TASK STATEMENT: Count the lines in the entries below that contain the string "Each". Give only the number.

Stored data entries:
Start of Block

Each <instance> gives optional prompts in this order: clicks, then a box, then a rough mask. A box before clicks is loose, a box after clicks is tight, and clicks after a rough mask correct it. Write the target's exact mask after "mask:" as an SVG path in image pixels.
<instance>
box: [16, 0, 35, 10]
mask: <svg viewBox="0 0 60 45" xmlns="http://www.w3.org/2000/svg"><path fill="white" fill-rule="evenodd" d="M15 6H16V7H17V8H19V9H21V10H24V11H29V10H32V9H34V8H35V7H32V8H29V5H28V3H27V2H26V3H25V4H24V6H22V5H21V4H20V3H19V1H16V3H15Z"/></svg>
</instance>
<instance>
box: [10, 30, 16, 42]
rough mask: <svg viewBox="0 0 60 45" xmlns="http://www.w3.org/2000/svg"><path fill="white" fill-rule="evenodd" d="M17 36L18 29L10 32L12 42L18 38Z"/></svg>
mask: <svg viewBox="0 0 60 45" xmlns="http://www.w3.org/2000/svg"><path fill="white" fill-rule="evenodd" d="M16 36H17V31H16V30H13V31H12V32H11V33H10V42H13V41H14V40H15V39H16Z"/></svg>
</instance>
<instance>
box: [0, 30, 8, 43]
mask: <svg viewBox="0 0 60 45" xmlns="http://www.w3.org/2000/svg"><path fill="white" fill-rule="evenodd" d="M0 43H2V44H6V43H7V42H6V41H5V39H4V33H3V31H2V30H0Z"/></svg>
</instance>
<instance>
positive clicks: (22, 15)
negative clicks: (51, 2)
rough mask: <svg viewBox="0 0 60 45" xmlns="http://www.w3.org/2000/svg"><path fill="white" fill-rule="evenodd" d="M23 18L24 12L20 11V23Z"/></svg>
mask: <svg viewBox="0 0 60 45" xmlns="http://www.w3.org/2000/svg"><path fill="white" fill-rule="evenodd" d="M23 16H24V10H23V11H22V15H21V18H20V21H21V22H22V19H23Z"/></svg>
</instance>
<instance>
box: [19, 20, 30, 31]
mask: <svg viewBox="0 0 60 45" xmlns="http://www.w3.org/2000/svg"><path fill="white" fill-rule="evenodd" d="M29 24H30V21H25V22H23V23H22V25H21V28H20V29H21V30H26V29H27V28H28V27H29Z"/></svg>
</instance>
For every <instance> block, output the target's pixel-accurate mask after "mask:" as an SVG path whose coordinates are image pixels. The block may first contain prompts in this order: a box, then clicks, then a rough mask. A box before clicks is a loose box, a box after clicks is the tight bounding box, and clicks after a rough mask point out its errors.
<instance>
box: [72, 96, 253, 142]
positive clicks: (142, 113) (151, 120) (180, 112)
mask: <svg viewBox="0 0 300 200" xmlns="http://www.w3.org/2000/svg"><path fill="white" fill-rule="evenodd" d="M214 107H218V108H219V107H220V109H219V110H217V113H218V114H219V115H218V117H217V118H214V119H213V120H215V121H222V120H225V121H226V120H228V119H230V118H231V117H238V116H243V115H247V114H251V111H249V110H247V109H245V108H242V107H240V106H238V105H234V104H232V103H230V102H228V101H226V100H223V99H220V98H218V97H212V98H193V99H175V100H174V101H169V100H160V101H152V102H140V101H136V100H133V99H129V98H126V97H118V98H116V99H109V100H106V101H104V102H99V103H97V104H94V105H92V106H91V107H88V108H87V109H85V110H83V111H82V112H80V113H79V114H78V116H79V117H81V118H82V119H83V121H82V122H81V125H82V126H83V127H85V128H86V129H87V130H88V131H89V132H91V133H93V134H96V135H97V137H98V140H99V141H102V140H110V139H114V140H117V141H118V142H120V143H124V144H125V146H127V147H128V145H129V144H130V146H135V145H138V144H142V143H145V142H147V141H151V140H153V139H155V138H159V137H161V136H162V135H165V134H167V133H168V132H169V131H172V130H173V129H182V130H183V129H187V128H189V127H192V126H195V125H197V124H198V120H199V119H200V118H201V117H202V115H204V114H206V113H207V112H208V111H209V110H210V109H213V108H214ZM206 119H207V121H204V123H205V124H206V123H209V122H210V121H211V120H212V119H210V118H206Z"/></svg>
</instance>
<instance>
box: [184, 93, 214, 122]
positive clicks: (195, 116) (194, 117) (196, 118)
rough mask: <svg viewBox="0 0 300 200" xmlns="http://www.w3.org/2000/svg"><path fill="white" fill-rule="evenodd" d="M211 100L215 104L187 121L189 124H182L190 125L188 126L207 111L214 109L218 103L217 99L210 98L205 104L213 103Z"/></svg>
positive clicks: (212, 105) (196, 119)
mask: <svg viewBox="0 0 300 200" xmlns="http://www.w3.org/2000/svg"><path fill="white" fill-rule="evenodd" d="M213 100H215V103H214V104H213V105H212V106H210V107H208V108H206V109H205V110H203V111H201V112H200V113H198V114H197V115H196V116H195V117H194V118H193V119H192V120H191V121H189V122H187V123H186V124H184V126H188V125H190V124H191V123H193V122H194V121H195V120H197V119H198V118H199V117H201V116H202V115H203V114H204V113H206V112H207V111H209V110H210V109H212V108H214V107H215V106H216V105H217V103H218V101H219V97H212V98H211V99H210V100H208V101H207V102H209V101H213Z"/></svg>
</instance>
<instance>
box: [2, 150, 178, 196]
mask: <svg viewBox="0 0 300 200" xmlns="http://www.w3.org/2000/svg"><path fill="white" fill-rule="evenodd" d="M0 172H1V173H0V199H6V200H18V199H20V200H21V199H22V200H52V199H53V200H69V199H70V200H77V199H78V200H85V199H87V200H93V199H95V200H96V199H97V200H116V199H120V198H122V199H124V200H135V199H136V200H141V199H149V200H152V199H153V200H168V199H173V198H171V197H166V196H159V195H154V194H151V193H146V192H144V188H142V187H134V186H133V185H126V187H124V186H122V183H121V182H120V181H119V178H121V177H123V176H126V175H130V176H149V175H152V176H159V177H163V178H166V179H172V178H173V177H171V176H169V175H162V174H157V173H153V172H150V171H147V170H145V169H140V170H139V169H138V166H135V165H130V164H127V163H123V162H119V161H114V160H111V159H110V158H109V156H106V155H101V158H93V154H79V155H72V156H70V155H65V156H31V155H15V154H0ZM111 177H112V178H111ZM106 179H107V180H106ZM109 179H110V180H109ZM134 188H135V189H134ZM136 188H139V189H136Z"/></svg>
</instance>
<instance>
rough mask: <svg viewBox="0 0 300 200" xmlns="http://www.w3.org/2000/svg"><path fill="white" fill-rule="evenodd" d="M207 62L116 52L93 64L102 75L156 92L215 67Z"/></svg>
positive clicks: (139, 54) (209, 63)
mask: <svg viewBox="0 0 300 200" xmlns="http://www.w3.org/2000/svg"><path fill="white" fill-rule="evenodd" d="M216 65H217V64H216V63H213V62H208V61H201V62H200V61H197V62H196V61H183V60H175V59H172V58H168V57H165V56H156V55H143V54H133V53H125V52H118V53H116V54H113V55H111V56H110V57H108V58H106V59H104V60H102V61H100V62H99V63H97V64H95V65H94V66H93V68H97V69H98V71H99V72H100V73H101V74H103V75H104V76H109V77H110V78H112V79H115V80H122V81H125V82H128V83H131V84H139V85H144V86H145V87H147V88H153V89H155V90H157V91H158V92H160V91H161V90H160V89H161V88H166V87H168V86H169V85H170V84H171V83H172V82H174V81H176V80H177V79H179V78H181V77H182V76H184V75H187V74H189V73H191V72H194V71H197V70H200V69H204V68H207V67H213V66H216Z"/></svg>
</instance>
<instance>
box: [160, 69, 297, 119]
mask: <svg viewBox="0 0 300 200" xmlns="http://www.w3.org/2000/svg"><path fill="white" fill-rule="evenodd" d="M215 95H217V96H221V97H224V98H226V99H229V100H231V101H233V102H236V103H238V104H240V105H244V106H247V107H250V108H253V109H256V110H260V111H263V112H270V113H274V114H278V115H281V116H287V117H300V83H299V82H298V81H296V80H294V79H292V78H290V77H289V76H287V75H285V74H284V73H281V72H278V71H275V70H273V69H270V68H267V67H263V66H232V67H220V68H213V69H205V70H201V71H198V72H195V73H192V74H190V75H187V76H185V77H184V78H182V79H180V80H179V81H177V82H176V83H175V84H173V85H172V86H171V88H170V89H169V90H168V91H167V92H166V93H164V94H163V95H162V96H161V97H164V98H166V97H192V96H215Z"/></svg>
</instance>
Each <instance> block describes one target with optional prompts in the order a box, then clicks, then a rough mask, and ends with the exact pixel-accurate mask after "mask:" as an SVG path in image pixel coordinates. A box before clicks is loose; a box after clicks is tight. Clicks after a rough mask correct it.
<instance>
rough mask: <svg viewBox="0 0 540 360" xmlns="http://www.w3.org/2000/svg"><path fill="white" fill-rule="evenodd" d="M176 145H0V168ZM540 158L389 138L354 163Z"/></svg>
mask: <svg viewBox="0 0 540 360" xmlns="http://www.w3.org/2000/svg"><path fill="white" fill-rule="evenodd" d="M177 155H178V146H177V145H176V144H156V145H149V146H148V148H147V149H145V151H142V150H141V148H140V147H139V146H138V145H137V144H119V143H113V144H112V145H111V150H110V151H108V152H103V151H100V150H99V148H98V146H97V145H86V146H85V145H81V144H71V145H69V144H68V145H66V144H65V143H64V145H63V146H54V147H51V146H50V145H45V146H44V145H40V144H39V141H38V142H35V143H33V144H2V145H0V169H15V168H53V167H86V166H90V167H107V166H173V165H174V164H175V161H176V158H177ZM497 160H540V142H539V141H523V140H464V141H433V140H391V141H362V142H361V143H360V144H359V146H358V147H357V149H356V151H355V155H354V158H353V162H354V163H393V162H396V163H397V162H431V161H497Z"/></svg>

End of Block

SOLVED EXERCISE: 2